-- BEGIN Data to use --

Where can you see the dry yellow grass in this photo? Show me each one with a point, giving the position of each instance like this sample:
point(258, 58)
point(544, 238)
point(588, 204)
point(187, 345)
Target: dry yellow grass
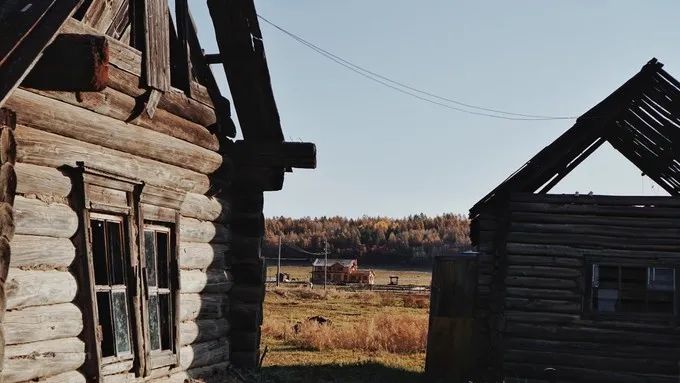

-- END Data to use --

## Challenge
Put the data above into a JSON list of strings, one string per line, skipping blank lines. Leave the picture out.

## Answer to this problem
[
  "Where can you see the dry yellow grass in this photo? Show me each one with a point, giving the position of each instance like this sample:",
  "point(258, 58)",
  "point(544, 238)",
  "point(588, 204)",
  "point(187, 345)",
  "Target: dry yellow grass"
]